** Start **
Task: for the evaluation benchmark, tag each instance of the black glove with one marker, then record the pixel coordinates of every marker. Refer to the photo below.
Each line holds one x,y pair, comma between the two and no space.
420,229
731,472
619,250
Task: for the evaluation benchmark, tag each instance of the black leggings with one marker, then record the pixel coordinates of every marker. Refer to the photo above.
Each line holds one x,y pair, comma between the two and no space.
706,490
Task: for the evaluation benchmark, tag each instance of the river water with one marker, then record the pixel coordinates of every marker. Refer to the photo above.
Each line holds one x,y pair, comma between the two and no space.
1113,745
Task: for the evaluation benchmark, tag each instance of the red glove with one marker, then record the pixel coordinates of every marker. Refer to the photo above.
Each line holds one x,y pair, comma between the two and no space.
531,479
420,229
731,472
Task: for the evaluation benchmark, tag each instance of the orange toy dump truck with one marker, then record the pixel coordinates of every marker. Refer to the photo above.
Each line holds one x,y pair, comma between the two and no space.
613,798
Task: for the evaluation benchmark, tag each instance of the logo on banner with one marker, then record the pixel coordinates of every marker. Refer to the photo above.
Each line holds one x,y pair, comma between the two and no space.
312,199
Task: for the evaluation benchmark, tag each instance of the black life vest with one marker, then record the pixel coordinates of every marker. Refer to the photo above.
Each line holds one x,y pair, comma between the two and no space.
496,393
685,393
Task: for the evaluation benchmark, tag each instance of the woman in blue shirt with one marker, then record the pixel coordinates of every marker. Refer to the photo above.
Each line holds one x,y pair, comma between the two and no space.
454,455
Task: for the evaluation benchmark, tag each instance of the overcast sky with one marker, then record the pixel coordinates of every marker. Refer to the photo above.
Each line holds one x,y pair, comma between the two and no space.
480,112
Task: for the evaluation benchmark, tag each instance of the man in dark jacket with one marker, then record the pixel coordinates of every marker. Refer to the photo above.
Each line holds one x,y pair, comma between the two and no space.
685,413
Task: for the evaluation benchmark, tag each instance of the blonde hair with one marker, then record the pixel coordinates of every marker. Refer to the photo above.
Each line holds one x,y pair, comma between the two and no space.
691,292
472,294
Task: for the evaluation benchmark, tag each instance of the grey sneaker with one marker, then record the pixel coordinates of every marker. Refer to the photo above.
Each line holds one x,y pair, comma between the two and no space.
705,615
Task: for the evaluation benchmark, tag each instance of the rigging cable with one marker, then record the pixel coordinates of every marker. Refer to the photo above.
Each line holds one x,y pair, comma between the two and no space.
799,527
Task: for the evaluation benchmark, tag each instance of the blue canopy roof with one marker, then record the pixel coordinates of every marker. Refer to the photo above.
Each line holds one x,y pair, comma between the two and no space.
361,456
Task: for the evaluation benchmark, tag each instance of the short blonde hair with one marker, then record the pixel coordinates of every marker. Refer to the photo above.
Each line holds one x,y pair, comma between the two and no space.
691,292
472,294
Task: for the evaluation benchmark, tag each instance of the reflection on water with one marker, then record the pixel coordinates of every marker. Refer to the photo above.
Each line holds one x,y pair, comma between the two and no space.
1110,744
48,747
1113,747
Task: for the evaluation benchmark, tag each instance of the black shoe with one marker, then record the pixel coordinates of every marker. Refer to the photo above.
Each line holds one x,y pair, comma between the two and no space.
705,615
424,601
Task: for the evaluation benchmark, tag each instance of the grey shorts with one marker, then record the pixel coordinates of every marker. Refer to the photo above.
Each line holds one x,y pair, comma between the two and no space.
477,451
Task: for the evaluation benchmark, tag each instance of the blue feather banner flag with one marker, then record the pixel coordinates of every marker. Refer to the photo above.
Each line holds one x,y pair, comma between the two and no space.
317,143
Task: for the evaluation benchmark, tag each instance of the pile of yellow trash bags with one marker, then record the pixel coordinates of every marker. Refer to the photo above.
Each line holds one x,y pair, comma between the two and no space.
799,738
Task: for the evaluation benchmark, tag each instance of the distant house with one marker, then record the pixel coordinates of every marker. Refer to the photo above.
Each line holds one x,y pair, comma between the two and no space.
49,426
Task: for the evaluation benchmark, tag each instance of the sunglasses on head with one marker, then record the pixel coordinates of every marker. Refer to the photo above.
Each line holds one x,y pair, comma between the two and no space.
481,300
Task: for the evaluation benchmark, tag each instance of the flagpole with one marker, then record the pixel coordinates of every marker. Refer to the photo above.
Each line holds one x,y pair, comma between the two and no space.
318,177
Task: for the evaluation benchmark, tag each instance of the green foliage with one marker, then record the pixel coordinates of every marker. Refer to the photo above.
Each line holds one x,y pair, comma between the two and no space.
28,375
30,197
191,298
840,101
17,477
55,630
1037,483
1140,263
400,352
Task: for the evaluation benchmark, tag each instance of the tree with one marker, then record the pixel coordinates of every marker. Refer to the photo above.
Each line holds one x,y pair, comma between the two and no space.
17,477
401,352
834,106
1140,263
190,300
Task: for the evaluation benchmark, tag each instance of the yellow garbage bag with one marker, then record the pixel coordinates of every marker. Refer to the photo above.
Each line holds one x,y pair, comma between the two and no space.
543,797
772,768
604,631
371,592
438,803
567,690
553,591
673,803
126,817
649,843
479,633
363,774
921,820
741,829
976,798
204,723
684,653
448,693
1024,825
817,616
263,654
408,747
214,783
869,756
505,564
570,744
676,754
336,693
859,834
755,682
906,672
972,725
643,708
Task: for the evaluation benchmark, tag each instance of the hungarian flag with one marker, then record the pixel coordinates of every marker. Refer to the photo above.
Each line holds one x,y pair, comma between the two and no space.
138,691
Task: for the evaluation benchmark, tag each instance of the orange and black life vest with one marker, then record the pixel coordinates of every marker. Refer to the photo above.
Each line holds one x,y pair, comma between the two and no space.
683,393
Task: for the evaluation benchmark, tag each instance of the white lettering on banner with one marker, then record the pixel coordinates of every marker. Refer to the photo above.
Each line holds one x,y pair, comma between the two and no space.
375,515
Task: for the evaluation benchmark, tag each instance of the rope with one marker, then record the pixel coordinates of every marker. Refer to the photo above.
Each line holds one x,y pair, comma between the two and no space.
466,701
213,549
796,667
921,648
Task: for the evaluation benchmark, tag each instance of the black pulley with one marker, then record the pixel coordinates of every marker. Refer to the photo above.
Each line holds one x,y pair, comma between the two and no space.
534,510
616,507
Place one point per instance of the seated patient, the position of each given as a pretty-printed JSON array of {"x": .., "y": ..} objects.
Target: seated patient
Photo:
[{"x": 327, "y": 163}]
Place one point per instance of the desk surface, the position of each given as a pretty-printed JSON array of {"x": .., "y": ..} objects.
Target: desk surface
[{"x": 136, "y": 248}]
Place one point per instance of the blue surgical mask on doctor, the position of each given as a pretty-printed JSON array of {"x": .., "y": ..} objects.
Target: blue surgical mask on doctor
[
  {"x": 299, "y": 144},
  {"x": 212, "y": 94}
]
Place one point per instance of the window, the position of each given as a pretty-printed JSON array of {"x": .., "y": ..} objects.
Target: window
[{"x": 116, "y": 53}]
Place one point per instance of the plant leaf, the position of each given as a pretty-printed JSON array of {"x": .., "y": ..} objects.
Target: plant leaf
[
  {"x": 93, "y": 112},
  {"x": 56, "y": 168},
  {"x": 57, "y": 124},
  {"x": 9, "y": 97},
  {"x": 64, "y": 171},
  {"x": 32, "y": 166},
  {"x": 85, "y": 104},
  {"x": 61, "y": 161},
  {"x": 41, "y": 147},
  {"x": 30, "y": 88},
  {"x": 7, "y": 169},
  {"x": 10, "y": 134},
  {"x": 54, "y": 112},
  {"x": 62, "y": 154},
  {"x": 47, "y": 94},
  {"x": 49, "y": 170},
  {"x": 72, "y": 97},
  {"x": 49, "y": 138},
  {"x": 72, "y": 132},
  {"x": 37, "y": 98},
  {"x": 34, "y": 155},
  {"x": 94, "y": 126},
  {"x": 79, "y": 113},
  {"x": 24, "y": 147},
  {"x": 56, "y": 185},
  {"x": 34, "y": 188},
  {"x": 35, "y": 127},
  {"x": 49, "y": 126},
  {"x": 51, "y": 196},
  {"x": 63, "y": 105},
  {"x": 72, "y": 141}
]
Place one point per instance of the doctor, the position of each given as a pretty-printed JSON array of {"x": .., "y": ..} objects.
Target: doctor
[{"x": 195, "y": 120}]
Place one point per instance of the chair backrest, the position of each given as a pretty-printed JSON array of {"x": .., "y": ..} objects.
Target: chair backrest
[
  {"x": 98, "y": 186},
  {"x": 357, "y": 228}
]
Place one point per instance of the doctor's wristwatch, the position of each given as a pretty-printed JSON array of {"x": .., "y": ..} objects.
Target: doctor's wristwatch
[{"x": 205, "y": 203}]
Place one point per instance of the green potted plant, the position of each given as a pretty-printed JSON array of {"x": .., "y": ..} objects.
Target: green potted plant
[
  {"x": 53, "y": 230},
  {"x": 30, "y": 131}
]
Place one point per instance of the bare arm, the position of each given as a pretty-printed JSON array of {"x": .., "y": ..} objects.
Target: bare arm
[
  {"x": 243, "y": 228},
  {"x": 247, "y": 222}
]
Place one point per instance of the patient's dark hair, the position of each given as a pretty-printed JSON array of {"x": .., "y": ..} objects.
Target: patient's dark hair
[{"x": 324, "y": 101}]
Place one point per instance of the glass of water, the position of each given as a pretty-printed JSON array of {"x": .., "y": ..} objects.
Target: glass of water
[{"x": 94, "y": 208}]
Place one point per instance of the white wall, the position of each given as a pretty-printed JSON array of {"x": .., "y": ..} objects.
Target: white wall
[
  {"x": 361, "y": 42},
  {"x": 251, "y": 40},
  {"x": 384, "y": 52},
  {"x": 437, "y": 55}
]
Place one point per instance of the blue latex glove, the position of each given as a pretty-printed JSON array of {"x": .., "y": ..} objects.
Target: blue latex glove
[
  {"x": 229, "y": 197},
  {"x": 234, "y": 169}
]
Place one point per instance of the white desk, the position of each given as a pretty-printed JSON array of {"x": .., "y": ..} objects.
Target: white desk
** End **
_DO THIS:_
From the line containing "Place one point per instance of the white wall, the" down to the final line of the data, write out every line exactly; both the first and last of these belong in your answer, and nothing else does.

_ANSWER TO THE PROBLEM:_
Place one point per instance of the white wall, the position of each given as a pretty-printed JSON array of {"x": .., "y": ..} objects.
Target: white wall
[
  {"x": 361, "y": 42},
  {"x": 251, "y": 40},
  {"x": 384, "y": 52},
  {"x": 437, "y": 55}
]
Place one point per instance of the blue latex glove, the position of each given as a pretty-printed JSON array of {"x": .., "y": ..} objects.
Target: blue latex glove
[
  {"x": 229, "y": 197},
  {"x": 234, "y": 169}
]
Place one point per instance of the white desk, the position of each given as a pretty-printed JSON array of {"x": .., "y": ..} objects.
Target: white desk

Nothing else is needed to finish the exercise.